------ TASK MATERIAL

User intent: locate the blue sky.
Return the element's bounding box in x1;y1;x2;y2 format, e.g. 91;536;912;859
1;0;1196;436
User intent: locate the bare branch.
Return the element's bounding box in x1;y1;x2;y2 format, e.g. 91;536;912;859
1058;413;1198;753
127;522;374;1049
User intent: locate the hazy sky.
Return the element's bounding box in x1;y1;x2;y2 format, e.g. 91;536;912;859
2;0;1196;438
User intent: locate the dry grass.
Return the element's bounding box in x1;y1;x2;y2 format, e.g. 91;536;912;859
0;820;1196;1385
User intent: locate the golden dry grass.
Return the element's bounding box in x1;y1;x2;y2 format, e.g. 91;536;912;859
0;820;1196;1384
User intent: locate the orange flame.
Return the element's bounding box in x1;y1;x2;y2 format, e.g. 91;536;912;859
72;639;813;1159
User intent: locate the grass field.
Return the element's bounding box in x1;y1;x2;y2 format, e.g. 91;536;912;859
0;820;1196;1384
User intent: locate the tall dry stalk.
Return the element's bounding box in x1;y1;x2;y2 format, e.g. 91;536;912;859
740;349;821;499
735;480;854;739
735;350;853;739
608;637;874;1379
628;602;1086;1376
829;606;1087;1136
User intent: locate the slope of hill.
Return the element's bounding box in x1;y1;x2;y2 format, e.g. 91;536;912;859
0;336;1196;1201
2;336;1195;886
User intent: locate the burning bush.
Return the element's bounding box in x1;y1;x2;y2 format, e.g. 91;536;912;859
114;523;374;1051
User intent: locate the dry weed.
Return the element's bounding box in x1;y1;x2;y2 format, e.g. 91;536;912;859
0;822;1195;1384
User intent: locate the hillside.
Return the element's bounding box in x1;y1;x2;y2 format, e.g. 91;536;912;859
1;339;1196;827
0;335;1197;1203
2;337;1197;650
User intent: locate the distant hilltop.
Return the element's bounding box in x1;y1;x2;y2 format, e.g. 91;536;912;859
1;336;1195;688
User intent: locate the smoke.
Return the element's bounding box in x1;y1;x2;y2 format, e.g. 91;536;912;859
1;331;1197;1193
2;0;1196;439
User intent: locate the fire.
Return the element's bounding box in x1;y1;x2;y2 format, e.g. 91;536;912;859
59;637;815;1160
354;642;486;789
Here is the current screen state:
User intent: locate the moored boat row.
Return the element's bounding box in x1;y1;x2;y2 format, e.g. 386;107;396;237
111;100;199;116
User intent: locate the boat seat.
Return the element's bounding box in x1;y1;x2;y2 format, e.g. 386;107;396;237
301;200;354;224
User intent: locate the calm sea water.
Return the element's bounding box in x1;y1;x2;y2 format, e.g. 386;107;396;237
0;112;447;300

------------

→ **TASK TO COMPLETE**:
Reproduce all entries exactly, leaving each one whole.

→ **RESPONSE TO THIS TASK**:
User intent: locate the blue sky.
Return the element's bounding box in x1;y1;x2;y2 format, e.g. 91;536;912;859
1;0;1196;436
User intent: locate the bare branch.
Return the element's bounding box in x1;y1;x2;y2 format, e.g. 91;536;912;859
1058;413;1198;753
127;522;374;1049
User intent: locate the hazy sky.
Return the element's bounding box in x1;y1;x2;y2 format, e.g. 91;536;912;859
2;0;1196;438
User intent: locate the dry grass.
Return the element's bounding box in x1;y1;x2;y2 format, e.g. 91;536;912;859
0;820;1196;1385
User intent: locate the golden dry grass.
Return the element's bounding box in x1;y1;x2;y2 format, e.g. 91;536;912;859
0;820;1196;1384
User intent: locate the orange flame.
Return the element's bounding box in x1;y1;x2;y2 format, e.g. 91;536;912;859
72;639;813;1159
User intent: locate the grass field.
Return the element's bounding box in x1;y1;x2;y2 format, e.g. 91;536;912;859
0;820;1196;1384
User intent: locate the tall dry stalk.
Return the element's bounding box in x1;y1;x2;y2 format, e.g. 91;536;912;859
740;349;821;499
735;480;854;739
735;350;853;739
608;637;874;1379
628;602;1086;1376
829;606;1087;1136
User intent: locate the slope of hill.
Return the element's bounding box in x1;y1;x2;y2 format, e.g. 91;536;912;859
0;336;1196;1201
2;336;1195;886
User intent: locate the burning bush.
Return the element's bounding box in x1;y1;x2;y2 format, e.g. 91;536;912;859
114;523;374;1051
User intent: locate the dry weed.
Return the element's bounding box in x1;y1;x2;y2 format, e.g. 91;536;912;859
0;822;1195;1384
User intent: locate the hillside.
Return the element's bounding box in x1;y1;x2;y2 format, e.g. 91;536;912;859
1;339;1196;827
0;335;1197;1203
2;337;1197;650
User intent: locate the distant hilltop.
Return the element's bounding box in x1;y1;x2;y2 format, e.g. 91;536;912;859
1;336;1195;688
User intent: locate the smoke.
Return the element's bounding box in x1;y1;x2;y2 format, e.g. 91;536;912;859
1;331;1197;1193
2;0;1196;439
User intent: locate the fire.
Return the element's bounding box in x1;y1;x2;y2 format, e.g. 91;536;912;859
59;637;815;1160
354;642;486;789
Here is the current screen state:
User intent: locate the moored boat row.
Return the element's bounding box in x1;y1;x2;y2 format, e.g. 386;107;396;237
111;100;199;116
User intent: locate the boat seat.
Return the element's bounding box in x1;y1;x2;y2 format, e.g. 386;107;396;237
301;200;354;224
User intent: locate the calm sea water.
Return the element's bounding box in x1;y1;x2;y2 format, e.g. 386;107;396;237
0;112;447;300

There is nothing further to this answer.